### WHAT THE TASK ASKS:
Pick out every line in the rows below that contains the word "nest", and copy each such line in full.

RECORDS FOR THE TASK start

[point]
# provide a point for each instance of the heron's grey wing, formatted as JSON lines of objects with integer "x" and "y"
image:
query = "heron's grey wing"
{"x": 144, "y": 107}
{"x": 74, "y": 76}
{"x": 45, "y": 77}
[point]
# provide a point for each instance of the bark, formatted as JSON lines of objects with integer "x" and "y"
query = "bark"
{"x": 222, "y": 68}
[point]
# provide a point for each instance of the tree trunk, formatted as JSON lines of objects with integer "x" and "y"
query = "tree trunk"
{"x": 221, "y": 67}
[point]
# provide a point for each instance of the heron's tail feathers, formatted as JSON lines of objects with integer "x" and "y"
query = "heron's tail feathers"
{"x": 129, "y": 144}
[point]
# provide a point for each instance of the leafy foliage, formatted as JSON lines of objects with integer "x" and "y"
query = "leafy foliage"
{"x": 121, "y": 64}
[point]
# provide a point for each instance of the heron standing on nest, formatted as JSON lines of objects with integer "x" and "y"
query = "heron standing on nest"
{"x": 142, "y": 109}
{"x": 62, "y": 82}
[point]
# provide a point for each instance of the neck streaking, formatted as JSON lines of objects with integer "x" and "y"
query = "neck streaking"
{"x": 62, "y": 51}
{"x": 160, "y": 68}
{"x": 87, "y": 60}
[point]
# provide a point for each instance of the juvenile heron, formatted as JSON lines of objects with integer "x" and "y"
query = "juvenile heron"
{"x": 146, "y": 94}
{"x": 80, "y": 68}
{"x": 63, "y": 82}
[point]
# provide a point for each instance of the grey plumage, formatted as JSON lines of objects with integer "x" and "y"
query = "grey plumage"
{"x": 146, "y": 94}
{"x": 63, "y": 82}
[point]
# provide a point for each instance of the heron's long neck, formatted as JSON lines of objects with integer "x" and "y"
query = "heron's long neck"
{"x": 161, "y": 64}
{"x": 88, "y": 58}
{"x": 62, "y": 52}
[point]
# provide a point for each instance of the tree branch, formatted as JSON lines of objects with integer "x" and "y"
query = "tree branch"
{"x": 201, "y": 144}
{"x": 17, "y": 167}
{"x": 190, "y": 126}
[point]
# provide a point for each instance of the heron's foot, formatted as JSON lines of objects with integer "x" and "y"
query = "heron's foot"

RECORDS FOR THE TASK end

### RESULT OF THIS EXERCISE:
# provide a point for each instance of the heron standing on nest, formatted as JSON lines of objects with integer "x" and "y"
query = "heron standing on nest"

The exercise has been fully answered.